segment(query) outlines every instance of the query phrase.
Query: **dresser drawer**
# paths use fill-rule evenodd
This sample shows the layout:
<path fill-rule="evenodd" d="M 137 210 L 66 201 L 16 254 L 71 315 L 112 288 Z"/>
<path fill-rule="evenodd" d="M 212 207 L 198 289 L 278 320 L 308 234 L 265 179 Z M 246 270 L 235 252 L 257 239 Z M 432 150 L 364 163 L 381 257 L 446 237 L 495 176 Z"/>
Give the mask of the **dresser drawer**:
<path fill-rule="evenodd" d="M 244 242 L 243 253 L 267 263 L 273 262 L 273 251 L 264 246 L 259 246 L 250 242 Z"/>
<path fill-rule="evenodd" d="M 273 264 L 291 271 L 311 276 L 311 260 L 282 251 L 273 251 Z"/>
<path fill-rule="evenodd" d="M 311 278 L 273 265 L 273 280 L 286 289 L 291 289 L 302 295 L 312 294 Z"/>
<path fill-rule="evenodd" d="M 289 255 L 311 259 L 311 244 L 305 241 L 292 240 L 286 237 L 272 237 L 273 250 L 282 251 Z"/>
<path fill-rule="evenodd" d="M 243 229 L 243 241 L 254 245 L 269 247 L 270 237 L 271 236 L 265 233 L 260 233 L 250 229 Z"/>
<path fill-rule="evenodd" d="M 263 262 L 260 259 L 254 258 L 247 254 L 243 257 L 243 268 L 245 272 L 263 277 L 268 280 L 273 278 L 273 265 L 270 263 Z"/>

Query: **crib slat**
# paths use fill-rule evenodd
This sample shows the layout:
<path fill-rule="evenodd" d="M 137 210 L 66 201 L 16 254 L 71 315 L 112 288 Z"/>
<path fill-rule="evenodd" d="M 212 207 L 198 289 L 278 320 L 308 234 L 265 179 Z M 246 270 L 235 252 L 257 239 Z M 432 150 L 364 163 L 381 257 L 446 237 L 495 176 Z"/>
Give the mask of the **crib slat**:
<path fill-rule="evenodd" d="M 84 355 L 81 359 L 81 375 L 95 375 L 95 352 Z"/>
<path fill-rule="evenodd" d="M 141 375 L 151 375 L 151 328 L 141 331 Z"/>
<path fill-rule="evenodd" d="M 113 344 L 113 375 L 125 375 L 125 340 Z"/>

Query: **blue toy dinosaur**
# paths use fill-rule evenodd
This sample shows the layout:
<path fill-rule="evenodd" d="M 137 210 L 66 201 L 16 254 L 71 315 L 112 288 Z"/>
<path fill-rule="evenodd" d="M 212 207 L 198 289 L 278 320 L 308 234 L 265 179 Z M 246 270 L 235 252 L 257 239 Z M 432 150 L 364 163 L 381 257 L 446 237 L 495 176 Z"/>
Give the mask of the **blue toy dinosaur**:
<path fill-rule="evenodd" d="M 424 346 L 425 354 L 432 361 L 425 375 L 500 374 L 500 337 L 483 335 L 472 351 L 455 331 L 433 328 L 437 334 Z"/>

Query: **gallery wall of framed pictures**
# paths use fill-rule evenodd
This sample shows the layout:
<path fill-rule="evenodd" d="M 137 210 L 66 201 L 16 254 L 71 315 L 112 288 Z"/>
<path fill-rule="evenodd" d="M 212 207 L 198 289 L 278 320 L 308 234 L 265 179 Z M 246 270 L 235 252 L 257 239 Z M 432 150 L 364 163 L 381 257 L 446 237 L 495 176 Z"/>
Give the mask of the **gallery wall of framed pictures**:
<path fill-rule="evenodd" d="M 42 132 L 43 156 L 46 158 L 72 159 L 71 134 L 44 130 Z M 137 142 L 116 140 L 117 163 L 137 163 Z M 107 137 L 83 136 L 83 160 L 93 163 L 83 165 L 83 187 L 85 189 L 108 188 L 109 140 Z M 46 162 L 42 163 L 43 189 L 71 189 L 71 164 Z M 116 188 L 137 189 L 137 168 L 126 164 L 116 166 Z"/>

• **Work to be completed**: Output the listing above as a two-column CSV with the headers "prompt" and "mask", one row for each request in the listing. Put the request text in the first column and its answer in the second, and enclose each field in double quotes with line breaks replaced by spaces.

• **Answer to this task**:
prompt,mask
"segment(query) outlines every instance of the query phrase. Query: **dresser drawer** # paths use fill-rule evenodd This sample shows the layout: <path fill-rule=""evenodd"" d=""M 137 210 L 66 201 L 16 254 L 71 315 L 112 288 Z""/> <path fill-rule=""evenodd"" d=""M 212 207 L 198 289 L 278 320 L 308 234 L 265 179 Z M 246 270 L 235 252 L 257 239 Z M 432 150 L 364 163 L 381 257 L 446 237 L 495 176 Z""/> Give the mask of the **dresser drawer**:","<path fill-rule=""evenodd"" d=""M 244 242 L 243 253 L 267 263 L 273 262 L 273 251 L 264 246 L 259 246 L 250 242 Z""/> <path fill-rule=""evenodd"" d=""M 273 264 L 291 271 L 311 276 L 311 260 L 282 251 L 273 251 Z""/> <path fill-rule=""evenodd"" d=""M 311 278 L 273 265 L 273 280 L 286 289 L 291 289 L 302 295 L 312 294 Z""/> <path fill-rule=""evenodd"" d=""M 289 255 L 311 259 L 311 244 L 305 241 L 292 240 L 286 237 L 272 237 L 273 250 L 282 251 Z""/> <path fill-rule=""evenodd"" d=""M 243 229 L 243 241 L 254 245 L 269 247 L 270 237 L 271 236 L 265 233 L 260 233 L 250 229 Z""/> <path fill-rule=""evenodd"" d=""M 263 262 L 260 259 L 254 258 L 247 254 L 243 257 L 243 268 L 245 272 L 263 277 L 268 280 L 273 278 L 273 265 L 270 263 Z""/>"
"Query: **crib slat** # paths use fill-rule evenodd This sample shows the layout: <path fill-rule=""evenodd"" d=""M 137 210 L 66 201 L 16 254 L 71 315 L 112 288 Z""/> <path fill-rule=""evenodd"" d=""M 212 207 L 198 289 L 278 320 L 308 234 L 265 179 Z M 246 270 L 235 252 L 257 239 Z M 432 150 L 364 163 L 381 257 L 446 237 L 495 176 Z""/> Give the mask of the **crib slat**:","<path fill-rule=""evenodd"" d=""M 84 355 L 81 359 L 81 375 L 95 375 L 95 352 Z""/> <path fill-rule=""evenodd"" d=""M 141 375 L 151 375 L 151 328 L 141 331 Z""/> <path fill-rule=""evenodd"" d=""M 113 344 L 113 375 L 125 375 L 125 340 Z""/>"
"Query: **blue toy dinosaur** # paths use fill-rule evenodd This sample shows the layout: <path fill-rule=""evenodd"" d=""M 137 210 L 66 201 L 16 254 L 71 315 L 112 288 Z""/> <path fill-rule=""evenodd"" d=""M 212 207 L 198 289 L 278 320 L 308 234 L 265 179 Z M 246 270 L 235 252 L 257 239 Z M 432 150 L 364 163 L 381 257 L 446 237 L 495 176 Z""/> Give the mask of the **blue toy dinosaur**:","<path fill-rule=""evenodd"" d=""M 424 346 L 425 354 L 432 361 L 425 375 L 500 374 L 500 337 L 483 335 L 472 351 L 455 331 L 433 328 L 437 334 Z""/>"
"Query: **gallery wall of framed pictures** # paths use fill-rule evenodd This sample shows the layout: <path fill-rule=""evenodd"" d=""M 137 210 L 66 201 L 16 254 L 71 315 L 112 288 Z""/> <path fill-rule=""evenodd"" d=""M 212 207 L 198 289 L 278 320 L 308 234 L 265 179 Z M 246 270 L 235 252 L 257 239 Z M 432 150 L 364 163 L 381 257 L 446 237 L 495 176 Z""/> Give the mask of the **gallery wall of framed pictures**:","<path fill-rule=""evenodd"" d=""M 42 132 L 43 156 L 46 158 L 72 159 L 71 134 L 44 130 Z M 137 142 L 116 140 L 117 163 L 137 163 Z M 107 137 L 83 136 L 83 160 L 93 163 L 83 165 L 83 187 L 85 189 L 108 188 L 109 140 Z M 46 162 L 42 163 L 43 189 L 71 189 L 71 164 Z M 116 188 L 137 189 L 137 168 L 126 164 L 116 166 Z""/>"